- **DOCUMENT SEGMENT**:

The best eleven

To change an old football cliché slightly, this was a season of two halves. The likes of Demba Ba and Jose Enrique were superb before Christmas but then faded badly, while Papiss Cisse and Paul Scholes had a superb impact but played only in the second half of the campaign. Then there are players like Lucas Leiva and Alejandro Faurlin, who excelled early on but saw their seasons end prematurely due to injury.

This season, more than any other, highlighted the importance of consistency. With that being a crucial consideration, here is a Premier League team of the season, complete with two backups at each position.


Joe Hart, Manchester City

The league-winning goalkeeper by the narrowest of margins, Hart was ultimately the most consistent across the course of the season. Hart is a good all-round goalkeeper -- excellent in positional terms, good at dealing with crosses and great reflexes. His incredible man-of-the-match display at Anfield in November was probably his best performance, though the individual highlight was his repeatedly shouting "Don't wait for me!" as Scott Sinclair lined up a penalty kick, having worked out the Swansea winger's tendency to wait for the goalkeeper to move. Sinclair did wait, Hart saved and then restated his warning in jubilant fashion.

- **TASK A**:
Count the lines in the rows below that contain the word "orange", and give only the number.

Entries on locating named items:
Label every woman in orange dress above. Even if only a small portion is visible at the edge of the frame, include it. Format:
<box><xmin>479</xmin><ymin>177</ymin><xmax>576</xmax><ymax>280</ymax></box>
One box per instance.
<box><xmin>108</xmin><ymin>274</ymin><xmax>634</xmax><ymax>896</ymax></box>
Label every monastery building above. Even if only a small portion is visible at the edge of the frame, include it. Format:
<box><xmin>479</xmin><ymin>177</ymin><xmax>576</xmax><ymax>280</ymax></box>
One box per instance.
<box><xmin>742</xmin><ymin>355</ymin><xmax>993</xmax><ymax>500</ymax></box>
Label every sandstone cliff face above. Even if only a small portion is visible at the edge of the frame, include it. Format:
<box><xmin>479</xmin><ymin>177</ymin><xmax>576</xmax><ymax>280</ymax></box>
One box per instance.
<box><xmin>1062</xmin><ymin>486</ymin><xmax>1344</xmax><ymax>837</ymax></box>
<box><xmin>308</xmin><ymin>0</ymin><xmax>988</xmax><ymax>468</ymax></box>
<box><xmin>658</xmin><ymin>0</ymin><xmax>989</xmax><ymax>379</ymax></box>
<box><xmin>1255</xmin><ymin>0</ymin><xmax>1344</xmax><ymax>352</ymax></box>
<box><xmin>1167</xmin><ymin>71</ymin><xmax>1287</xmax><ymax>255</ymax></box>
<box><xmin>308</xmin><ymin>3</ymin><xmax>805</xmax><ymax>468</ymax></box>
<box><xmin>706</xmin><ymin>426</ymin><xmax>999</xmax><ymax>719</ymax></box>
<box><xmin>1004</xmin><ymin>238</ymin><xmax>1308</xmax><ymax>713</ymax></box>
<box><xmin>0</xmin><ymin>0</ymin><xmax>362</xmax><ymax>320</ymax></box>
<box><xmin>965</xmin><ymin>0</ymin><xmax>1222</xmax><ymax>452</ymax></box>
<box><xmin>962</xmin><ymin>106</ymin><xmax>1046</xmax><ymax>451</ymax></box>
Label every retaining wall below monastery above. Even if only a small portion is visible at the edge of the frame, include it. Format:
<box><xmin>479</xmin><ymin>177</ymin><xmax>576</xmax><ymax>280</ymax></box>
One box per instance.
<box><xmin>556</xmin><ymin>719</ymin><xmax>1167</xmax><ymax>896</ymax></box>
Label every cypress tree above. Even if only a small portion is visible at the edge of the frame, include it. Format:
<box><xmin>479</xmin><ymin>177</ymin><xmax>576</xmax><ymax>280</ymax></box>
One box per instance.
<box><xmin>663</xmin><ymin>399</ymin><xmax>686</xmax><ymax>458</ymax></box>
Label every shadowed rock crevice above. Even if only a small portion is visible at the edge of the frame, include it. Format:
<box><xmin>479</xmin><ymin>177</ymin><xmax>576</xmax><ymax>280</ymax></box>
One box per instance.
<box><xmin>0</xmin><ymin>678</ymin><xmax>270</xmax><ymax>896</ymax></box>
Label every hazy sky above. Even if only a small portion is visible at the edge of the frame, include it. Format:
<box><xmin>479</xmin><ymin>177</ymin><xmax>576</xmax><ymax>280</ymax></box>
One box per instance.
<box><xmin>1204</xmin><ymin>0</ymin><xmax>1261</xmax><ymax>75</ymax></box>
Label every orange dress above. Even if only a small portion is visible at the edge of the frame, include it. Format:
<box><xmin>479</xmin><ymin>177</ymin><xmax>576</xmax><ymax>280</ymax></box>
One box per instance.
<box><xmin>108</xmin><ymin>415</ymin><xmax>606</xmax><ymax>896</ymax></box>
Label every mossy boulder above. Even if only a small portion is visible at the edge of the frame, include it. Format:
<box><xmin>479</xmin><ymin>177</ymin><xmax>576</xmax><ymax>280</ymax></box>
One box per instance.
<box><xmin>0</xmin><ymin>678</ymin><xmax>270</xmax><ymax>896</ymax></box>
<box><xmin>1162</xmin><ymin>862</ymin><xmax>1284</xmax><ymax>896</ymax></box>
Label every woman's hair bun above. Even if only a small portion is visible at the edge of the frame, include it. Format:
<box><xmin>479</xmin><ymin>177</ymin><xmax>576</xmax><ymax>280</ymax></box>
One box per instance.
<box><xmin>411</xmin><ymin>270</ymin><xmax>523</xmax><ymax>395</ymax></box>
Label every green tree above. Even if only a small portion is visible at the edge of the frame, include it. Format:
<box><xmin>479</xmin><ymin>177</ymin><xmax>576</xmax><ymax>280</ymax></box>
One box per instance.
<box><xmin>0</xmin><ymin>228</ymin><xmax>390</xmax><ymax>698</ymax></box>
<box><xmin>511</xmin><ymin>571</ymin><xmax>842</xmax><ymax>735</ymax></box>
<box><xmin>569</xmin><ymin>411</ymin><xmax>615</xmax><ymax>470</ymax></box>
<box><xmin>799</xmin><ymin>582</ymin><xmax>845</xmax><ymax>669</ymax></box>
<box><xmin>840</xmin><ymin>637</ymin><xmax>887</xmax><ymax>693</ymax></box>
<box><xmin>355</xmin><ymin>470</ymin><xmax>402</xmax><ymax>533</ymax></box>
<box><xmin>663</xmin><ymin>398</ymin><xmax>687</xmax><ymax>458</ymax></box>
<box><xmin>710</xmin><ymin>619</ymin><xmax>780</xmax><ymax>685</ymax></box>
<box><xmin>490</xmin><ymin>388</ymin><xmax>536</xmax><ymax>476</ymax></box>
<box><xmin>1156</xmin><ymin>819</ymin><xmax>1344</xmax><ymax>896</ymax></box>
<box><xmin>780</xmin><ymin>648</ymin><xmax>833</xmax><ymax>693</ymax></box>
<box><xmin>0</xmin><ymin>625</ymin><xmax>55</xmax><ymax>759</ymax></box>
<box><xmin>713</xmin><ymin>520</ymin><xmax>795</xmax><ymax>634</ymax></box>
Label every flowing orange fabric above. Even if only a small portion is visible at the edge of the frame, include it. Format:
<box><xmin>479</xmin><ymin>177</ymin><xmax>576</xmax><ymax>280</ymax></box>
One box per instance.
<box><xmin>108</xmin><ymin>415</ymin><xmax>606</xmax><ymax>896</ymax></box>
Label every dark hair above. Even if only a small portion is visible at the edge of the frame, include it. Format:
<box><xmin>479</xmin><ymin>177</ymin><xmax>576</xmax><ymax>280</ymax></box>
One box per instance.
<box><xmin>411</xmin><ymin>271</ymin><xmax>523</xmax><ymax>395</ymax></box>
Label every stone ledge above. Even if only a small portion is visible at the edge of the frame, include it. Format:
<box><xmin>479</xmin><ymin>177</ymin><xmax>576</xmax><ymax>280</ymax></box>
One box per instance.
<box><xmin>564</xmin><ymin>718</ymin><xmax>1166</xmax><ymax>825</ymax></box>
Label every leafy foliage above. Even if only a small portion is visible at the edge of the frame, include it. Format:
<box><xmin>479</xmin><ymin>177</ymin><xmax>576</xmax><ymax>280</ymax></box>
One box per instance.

- **TASK B**:
In the football article, why does Hart repeatedly shout "Don't wait for me!" as Scott Sinclair lines up a penalty kick?

- **WRITTEN REPLY A**:
3

- **WRITTEN REPLY B**:
Hart had worked out that the Swansea winger tended to wait for the goalkeeper to move. Sinclair waited anyway, and Hart saved the kick.